Extrait du document:
━━━━━━━━━━━━━━━━

5. Les plafonds fixés au paragraphe 2 s’appliquent quels que soient la forme et l’objectif des aides de minimis [...]. La période de trois exercices fiscaux est déterminée par référence aux exercices fiscaux utilisés par l’entreprise dans l’État membre concerné.
6. Aux fins de l’application des plafonds fixés au paragraphe 2, les aides sont exprimées sous la forme de subventions. Tous les chiffres utilisés doivent être des montants bruts, c’est-à-dire avant impôts ou autres prélèvements. Lorsqu’une aide est octroyée sous une forme autre qu’une subvention, le montant de l’aide est son équivalent-subvention brut.
Les aides payables en plusieurs tranches sont actualisées à leur valeur au moment de leur octroi. Le taux d’intérêt à appliquer à l’actualisation est le taux d’actualisation applicable au moment de l’octroi de l’aide.

━━━━━━━━━━━━━━━━

Exercice écrit A: Selon l'extrait sur les aides de minimis, sous quelle forme les aides sont-elles exprimées pour l'application des plafonds fixés au paragraphe 2 ?
Exercice écrit B: Reproduisez fidèlement le passage de l'extrait sur les aides de minimis qui commence aux mots « Les aides payables » et s'arrête après « l’octroi de l’aide. ».
Exercice écrit C: Traduisez en anglais la phrase suivante de l'extrait sur les aides de minimis : « Le taux d’intérêt à appliquer à l’actualisation est le taux d’actualisation applicable au moment de l’octroi de l’aide. »
Les lignes fournies ne sont pas nécessaires.

━━━━━━━━━━━━━━━━

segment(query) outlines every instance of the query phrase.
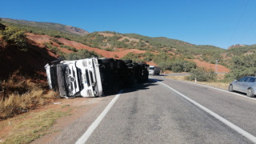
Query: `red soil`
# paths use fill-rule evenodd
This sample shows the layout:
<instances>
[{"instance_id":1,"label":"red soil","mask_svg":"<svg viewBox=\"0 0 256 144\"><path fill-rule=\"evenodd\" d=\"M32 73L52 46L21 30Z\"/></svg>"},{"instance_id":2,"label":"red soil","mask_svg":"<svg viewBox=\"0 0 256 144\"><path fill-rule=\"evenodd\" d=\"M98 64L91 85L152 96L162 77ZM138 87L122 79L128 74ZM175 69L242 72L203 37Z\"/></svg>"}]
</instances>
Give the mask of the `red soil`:
<instances>
[{"instance_id":1,"label":"red soil","mask_svg":"<svg viewBox=\"0 0 256 144\"><path fill-rule=\"evenodd\" d=\"M62 38L53 38L50 37L48 35L38 35L38 34L30 34L27 33L27 38L35 41L38 43L42 44L43 42L49 42L50 40L50 38L55 38L58 39L58 42L63 43L66 46L72 46L76 48L77 50L81 50L81 49L86 49L87 50L90 51L94 51L98 54L102 55L103 57L106 58L121 58L123 56L126 55L128 53L135 53L135 54L143 54L146 53L146 50L139 50L137 49L117 49L118 51L107 51L105 50L101 50L98 48L93 48L90 46L88 46L86 45L83 45L82 43L74 42L74 41L70 41ZM70 53L70 51L66 51L66 50L61 49L64 53Z\"/></svg>"},{"instance_id":2,"label":"red soil","mask_svg":"<svg viewBox=\"0 0 256 144\"><path fill-rule=\"evenodd\" d=\"M208 63L206 62L202 62L198 59L192 59L192 61L194 62L198 67L204 67L206 70L215 70L215 64L211 64L211 63ZM230 69L228 69L222 65L218 65L218 73L228 73L230 71Z\"/></svg>"},{"instance_id":3,"label":"red soil","mask_svg":"<svg viewBox=\"0 0 256 144\"><path fill-rule=\"evenodd\" d=\"M37 79L45 77L44 66L57 59L57 56L30 40L26 48L26 51L21 51L18 46L0 44L0 80L8 78L17 70Z\"/></svg>"},{"instance_id":4,"label":"red soil","mask_svg":"<svg viewBox=\"0 0 256 144\"><path fill-rule=\"evenodd\" d=\"M139 50L137 49L116 49L115 51L107 51L105 50L93 48L89 46L83 45L83 44L77 42L67 40L67 39L65 39L62 38L53 38L53 37L50 37L48 35L38 35L38 34L30 34L30 33L27 33L26 34L27 34L28 38L30 38L33 41L35 41L36 42L38 42L40 44L40 46L42 46L44 42L50 42L50 38L55 38L55 39L58 39L58 42L63 43L66 46L74 47L77 50L86 49L90 51L94 51L97 54L101 54L106 58L121 58L124 57L126 54L127 54L128 53L135 53L135 54L146 53L146 50ZM58 48L60 50L62 50L64 53L70 53L71 52L70 50L67 50L66 49L60 48L59 46L54 42L54 46L58 46ZM169 53L174 54L174 52L169 52ZM154 54L156 54L157 53L154 53ZM214 64L210 64L210 63L208 63L206 62L201 62L198 59L193 59L192 61L194 62L197 64L197 66L199 67L204 67L206 70L215 70L215 65ZM154 63L154 62L147 62L147 64L156 66L156 64ZM230 69L228 69L223 66L218 65L218 72L227 73L227 72L230 72Z\"/></svg>"}]
</instances>

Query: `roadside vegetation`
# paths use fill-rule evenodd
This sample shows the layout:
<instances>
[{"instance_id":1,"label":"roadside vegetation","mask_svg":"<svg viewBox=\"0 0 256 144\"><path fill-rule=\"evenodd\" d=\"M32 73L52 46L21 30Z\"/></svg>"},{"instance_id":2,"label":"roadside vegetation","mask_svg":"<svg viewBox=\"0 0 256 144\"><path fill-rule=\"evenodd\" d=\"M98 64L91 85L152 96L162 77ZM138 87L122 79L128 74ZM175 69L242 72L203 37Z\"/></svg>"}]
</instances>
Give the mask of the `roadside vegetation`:
<instances>
[{"instance_id":1,"label":"roadside vegetation","mask_svg":"<svg viewBox=\"0 0 256 144\"><path fill-rule=\"evenodd\" d=\"M56 98L46 82L34 82L14 73L0 84L0 120L27 112Z\"/></svg>"},{"instance_id":2,"label":"roadside vegetation","mask_svg":"<svg viewBox=\"0 0 256 144\"><path fill-rule=\"evenodd\" d=\"M256 76L256 54L234 56L230 62L230 73L225 75L226 82L245 76Z\"/></svg>"},{"instance_id":3,"label":"roadside vegetation","mask_svg":"<svg viewBox=\"0 0 256 144\"><path fill-rule=\"evenodd\" d=\"M34 140L47 134L58 132L52 130L57 119L70 115L72 110L63 106L42 111L33 111L8 120L0 122L0 129L11 127L0 136L4 144L30 143Z\"/></svg>"},{"instance_id":4,"label":"roadside vegetation","mask_svg":"<svg viewBox=\"0 0 256 144\"><path fill-rule=\"evenodd\" d=\"M6 26L5 30L0 30L0 38L10 45L19 47L18 50L26 51L27 39L25 31L14 26Z\"/></svg>"}]
</instances>

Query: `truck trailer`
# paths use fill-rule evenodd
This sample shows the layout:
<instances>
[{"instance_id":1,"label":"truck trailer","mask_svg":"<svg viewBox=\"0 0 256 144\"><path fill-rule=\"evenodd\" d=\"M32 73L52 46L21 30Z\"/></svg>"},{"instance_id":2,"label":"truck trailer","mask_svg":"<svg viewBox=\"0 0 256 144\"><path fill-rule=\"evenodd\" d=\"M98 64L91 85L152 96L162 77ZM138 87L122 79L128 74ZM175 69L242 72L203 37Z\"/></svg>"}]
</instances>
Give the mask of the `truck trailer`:
<instances>
[{"instance_id":1,"label":"truck trailer","mask_svg":"<svg viewBox=\"0 0 256 144\"><path fill-rule=\"evenodd\" d=\"M58 60L45 68L50 88L65 98L116 94L149 76L149 65L114 58Z\"/></svg>"}]
</instances>

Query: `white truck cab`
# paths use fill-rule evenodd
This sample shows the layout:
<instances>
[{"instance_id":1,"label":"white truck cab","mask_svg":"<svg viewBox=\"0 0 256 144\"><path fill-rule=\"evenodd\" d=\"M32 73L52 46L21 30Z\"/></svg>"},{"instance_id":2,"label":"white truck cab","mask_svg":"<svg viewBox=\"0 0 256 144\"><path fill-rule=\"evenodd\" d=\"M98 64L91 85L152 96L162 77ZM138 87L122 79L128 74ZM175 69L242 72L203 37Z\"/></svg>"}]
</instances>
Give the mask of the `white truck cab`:
<instances>
[{"instance_id":1,"label":"white truck cab","mask_svg":"<svg viewBox=\"0 0 256 144\"><path fill-rule=\"evenodd\" d=\"M94 97L102 94L97 58L61 61L45 66L50 89L62 97Z\"/></svg>"}]
</instances>

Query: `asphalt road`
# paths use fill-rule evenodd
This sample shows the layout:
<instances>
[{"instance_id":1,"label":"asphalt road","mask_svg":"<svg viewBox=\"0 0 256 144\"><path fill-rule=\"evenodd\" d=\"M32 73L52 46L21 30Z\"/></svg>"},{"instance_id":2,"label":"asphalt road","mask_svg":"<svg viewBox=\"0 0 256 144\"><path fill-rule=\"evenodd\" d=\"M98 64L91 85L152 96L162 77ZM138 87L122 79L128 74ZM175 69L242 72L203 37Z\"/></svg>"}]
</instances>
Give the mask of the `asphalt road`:
<instances>
[{"instance_id":1,"label":"asphalt road","mask_svg":"<svg viewBox=\"0 0 256 144\"><path fill-rule=\"evenodd\" d=\"M148 83L124 90L86 143L254 143L181 94L256 136L255 99L151 76ZM114 98L99 98L94 110L51 142L75 143Z\"/></svg>"}]
</instances>

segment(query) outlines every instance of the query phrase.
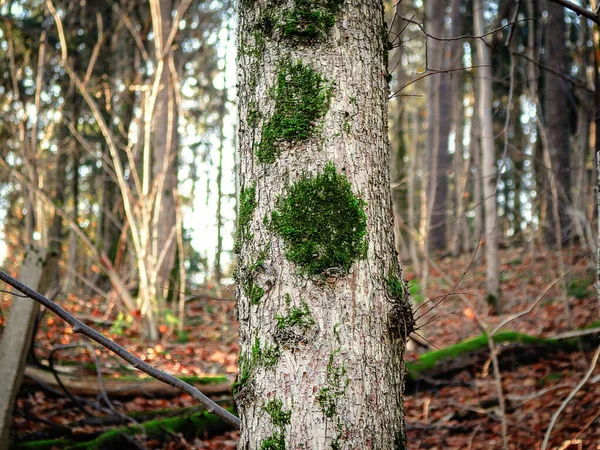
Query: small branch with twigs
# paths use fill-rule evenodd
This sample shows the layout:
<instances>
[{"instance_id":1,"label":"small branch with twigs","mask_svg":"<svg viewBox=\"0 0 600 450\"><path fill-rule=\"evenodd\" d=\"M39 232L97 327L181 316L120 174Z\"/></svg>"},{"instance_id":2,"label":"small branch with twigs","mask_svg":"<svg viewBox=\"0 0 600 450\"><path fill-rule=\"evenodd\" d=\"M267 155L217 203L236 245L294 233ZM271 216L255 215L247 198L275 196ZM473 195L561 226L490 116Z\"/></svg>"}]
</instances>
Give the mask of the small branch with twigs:
<instances>
[{"instance_id":1,"label":"small branch with twigs","mask_svg":"<svg viewBox=\"0 0 600 450\"><path fill-rule=\"evenodd\" d=\"M21 294L45 306L47 309L49 309L58 317L60 317L69 325L71 325L73 327L73 333L80 333L84 336L89 337L91 340L107 348L121 359L127 361L136 369L146 373L147 375L150 375L151 377L159 381L162 381L163 383L168 384L169 386L172 386L185 392L186 394L189 394L193 399L197 400L202 406L204 406L208 412L223 419L228 424L234 426L235 428L240 427L240 419L238 417L234 416L226 409L217 405L214 401L212 401L194 386L186 383L185 381L180 380L177 377L174 377L173 375L169 375L168 373L158 370L157 368L152 367L150 364L142 361L137 356L134 356L132 353L128 352L123 347L118 345L116 342L111 341L107 337L98 333L93 328L88 327L83 322L76 319L64 308L57 305L52 300L43 296L39 292L34 291L30 287L14 279L2 270L0 270L0 281L4 281L6 284L12 286L14 289L19 291Z\"/></svg>"}]
</instances>

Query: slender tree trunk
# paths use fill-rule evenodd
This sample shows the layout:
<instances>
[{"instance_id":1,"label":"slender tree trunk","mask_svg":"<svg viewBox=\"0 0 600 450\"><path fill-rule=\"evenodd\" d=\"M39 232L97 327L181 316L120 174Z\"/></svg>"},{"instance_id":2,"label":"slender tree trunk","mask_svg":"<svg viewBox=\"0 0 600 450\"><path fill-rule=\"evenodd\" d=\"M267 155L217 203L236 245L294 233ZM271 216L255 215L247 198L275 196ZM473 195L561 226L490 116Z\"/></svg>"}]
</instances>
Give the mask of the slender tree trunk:
<instances>
[{"instance_id":1,"label":"slender tree trunk","mask_svg":"<svg viewBox=\"0 0 600 450\"><path fill-rule=\"evenodd\" d=\"M171 31L173 0L160 0L160 51L164 51L167 38ZM156 42L156 38L155 38ZM156 293L166 298L171 284L172 271L175 265L176 239L173 232L176 227L175 191L177 189L177 107L175 103L175 83L173 70L177 65L173 61L173 54L168 53L163 60L164 66L160 78L160 88L156 95L154 107L154 145L152 147L153 183L158 190L154 205L153 218L153 249L152 255L158 261L158 255L165 252L163 263L152 268L156 270ZM157 61L161 56L156 56Z\"/></svg>"},{"instance_id":2,"label":"slender tree trunk","mask_svg":"<svg viewBox=\"0 0 600 450\"><path fill-rule=\"evenodd\" d=\"M548 22L545 28L546 64L558 73L568 73L565 10L561 5L547 2ZM543 117L548 139L548 151L552 162L546 168L548 177L554 177L558 191L558 199L546 196L546 224L544 237L547 244L556 245L555 235L560 226L562 244L569 239L570 218L568 214L569 194L571 186L570 164L570 113L568 84L561 77L544 71L544 103ZM552 205L558 203L559 223L552 214Z\"/></svg>"},{"instance_id":3,"label":"slender tree trunk","mask_svg":"<svg viewBox=\"0 0 600 450\"><path fill-rule=\"evenodd\" d=\"M240 2L238 448L406 448L383 5L303 5Z\"/></svg>"},{"instance_id":4,"label":"slender tree trunk","mask_svg":"<svg viewBox=\"0 0 600 450\"><path fill-rule=\"evenodd\" d=\"M483 5L473 2L475 35L484 31ZM483 206L485 228L485 261L487 300L494 312L500 313L500 267L498 261L498 229L496 217L496 152L492 119L492 61L490 50L483 39L477 47L477 114L481 124L481 183L483 183Z\"/></svg>"}]
</instances>

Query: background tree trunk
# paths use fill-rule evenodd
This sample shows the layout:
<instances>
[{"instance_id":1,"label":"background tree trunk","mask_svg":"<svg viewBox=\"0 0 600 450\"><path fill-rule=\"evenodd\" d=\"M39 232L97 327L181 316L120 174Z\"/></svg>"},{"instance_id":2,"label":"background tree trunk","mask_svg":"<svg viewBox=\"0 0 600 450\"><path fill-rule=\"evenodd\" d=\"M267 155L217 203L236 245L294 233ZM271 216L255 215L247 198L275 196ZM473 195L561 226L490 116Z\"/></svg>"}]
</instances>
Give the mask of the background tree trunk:
<instances>
[{"instance_id":1,"label":"background tree trunk","mask_svg":"<svg viewBox=\"0 0 600 450\"><path fill-rule=\"evenodd\" d=\"M546 64L558 73L567 74L567 47L565 43L565 10L561 5L547 2L548 22L545 27ZM560 225L562 244L569 239L570 218L568 214L571 186L571 143L570 120L571 104L569 86L560 76L544 71L543 117L548 139L548 151L552 167L547 167L547 177L554 177L558 190L558 213L560 224L552 214L554 200L550 192L546 193L546 224L544 238L547 244L554 246L557 226Z\"/></svg>"},{"instance_id":2,"label":"background tree trunk","mask_svg":"<svg viewBox=\"0 0 600 450\"><path fill-rule=\"evenodd\" d=\"M481 0L473 2L475 35L485 33L483 4ZM492 118L492 61L490 50L483 39L477 46L477 114L481 131L481 177L483 183L483 207L485 228L485 262L487 300L496 313L500 313L500 267L498 261L498 227L496 216L496 149Z\"/></svg>"},{"instance_id":3,"label":"background tree trunk","mask_svg":"<svg viewBox=\"0 0 600 450\"><path fill-rule=\"evenodd\" d=\"M239 448L405 448L383 8L302 5L239 10Z\"/></svg>"},{"instance_id":4,"label":"background tree trunk","mask_svg":"<svg viewBox=\"0 0 600 450\"><path fill-rule=\"evenodd\" d=\"M426 3L427 32L443 38L447 35L444 19L446 0L428 0ZM451 45L437 39L427 38L427 66L430 70L450 69ZM448 245L448 136L452 123L452 89L450 74L442 73L427 79L427 214L429 251L445 250Z\"/></svg>"}]
</instances>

━━━━━━━━━━━━━━━━

Réponse complète A: Elles sont exprimées sous la forme de subventions.

Réponse complète B:
Les aides payables en plusieurs tranches sont actualisées à leur valeur au moment de leur octroi. Le taux d’intérêt à appliquer à l’actualisation est le taux d’actualisation applicable au moment de l’octroi de l’aide.

Réponse complète C: The interest rate to be applied for discounting is the discount rate applicable at the time the aid is granted.